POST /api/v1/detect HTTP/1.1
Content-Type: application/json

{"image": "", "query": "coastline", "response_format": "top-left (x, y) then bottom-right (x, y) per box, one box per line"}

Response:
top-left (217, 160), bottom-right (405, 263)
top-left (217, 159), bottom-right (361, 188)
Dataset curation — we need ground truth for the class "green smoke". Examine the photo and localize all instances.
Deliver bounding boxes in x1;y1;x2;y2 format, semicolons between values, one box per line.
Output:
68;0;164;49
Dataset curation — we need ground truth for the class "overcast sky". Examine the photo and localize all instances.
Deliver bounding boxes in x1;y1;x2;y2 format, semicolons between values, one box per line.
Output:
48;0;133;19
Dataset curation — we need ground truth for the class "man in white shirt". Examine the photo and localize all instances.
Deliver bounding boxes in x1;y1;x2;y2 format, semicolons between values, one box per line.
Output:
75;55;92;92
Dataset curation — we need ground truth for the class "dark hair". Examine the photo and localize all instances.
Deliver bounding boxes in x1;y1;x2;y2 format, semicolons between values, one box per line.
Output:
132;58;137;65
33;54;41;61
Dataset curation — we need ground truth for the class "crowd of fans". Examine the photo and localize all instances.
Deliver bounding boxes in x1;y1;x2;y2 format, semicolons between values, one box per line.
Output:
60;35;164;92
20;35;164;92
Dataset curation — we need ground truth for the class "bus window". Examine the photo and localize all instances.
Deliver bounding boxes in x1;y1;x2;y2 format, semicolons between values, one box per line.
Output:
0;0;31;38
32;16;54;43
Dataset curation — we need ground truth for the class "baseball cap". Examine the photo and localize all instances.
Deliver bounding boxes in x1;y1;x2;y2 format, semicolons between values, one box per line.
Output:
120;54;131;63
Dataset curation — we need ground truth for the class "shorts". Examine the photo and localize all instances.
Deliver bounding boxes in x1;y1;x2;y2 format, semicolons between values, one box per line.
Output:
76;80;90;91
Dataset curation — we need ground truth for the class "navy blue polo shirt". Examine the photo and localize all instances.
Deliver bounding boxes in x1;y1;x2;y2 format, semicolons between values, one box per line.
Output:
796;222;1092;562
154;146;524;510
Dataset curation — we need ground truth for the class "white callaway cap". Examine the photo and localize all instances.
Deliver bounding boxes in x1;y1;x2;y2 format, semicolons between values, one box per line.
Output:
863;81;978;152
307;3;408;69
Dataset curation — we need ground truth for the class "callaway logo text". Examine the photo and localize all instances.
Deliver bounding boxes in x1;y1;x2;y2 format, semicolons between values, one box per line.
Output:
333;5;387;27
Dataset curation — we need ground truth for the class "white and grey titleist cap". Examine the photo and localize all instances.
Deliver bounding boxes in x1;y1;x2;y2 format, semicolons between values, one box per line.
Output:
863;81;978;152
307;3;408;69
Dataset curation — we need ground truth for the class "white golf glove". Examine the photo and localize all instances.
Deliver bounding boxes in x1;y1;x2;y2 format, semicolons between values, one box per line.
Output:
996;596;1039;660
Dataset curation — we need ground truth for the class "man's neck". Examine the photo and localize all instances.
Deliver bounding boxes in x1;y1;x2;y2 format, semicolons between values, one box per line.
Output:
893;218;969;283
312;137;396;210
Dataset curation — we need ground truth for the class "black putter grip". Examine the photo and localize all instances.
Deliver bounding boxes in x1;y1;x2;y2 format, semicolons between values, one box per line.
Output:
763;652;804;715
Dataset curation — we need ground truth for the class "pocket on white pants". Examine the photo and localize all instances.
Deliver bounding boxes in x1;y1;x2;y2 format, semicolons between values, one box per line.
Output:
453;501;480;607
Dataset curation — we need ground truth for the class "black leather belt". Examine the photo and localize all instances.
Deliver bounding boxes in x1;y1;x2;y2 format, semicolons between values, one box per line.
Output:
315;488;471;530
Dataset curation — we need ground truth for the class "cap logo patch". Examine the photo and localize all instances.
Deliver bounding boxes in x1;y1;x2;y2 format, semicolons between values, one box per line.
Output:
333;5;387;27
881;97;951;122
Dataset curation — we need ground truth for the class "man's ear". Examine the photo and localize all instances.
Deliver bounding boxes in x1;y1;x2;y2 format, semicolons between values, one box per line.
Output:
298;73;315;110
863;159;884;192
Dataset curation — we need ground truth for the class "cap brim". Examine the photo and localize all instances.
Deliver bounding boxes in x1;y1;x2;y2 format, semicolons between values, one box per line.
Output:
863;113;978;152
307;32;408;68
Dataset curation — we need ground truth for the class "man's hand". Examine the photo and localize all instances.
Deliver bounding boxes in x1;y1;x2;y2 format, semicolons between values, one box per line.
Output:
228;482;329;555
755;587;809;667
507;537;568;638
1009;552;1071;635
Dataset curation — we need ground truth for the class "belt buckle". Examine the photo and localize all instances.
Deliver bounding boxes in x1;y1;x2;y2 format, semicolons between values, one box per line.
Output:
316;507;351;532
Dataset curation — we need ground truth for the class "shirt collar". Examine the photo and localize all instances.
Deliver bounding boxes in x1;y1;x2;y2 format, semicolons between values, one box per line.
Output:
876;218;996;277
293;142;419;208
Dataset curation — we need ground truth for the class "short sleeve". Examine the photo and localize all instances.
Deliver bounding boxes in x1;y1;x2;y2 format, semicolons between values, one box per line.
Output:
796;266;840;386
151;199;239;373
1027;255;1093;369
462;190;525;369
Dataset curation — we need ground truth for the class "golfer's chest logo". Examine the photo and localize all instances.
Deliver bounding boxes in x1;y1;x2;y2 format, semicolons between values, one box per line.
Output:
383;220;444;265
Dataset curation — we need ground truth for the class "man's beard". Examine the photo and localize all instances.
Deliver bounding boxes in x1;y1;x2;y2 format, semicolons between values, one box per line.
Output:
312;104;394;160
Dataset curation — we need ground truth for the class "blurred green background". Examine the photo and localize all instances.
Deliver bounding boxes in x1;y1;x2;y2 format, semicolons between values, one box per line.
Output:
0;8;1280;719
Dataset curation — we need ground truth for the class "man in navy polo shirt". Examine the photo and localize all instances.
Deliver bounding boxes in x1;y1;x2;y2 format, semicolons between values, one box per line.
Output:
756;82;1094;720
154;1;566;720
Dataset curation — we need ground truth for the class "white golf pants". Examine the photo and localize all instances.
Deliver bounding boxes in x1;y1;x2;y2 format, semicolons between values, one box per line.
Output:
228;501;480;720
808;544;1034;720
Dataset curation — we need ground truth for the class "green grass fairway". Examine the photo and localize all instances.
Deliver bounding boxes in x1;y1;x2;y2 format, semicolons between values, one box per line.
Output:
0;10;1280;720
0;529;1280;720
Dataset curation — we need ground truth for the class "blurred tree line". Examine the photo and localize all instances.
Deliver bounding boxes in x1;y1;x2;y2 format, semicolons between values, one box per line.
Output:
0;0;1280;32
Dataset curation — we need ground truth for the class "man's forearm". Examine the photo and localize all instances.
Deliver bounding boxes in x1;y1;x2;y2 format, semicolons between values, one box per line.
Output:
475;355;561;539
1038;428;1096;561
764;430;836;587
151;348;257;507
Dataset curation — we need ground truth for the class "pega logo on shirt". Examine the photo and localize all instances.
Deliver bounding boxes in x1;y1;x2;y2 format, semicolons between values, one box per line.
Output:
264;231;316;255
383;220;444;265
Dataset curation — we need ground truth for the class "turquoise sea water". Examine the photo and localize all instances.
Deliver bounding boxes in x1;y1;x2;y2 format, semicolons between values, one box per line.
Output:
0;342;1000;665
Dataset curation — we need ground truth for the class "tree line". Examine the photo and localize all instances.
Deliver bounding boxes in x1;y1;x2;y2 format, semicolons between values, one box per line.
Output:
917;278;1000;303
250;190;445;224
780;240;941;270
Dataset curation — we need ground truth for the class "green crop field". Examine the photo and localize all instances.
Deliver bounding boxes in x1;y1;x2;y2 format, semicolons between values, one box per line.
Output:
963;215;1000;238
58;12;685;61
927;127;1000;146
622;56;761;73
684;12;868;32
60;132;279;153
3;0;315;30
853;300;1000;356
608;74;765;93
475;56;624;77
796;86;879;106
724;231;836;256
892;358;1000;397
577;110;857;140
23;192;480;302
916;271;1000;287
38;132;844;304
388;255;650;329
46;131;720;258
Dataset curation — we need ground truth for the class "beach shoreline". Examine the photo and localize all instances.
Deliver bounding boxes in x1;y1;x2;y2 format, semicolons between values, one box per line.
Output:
##############################
→ **The request**
Gather every line of the material above that contains the word "callaway", copying each one in full. Case counts, so match the word only in that exact capitalization.

→ **Reply to the exercise**
Dataset curation — we need ground truth for the class "white callaway cap". Examine the photo and localize all instances.
Dataset curation — we need ground truth for the class "callaway logo text". Examine the photo and localize all instances.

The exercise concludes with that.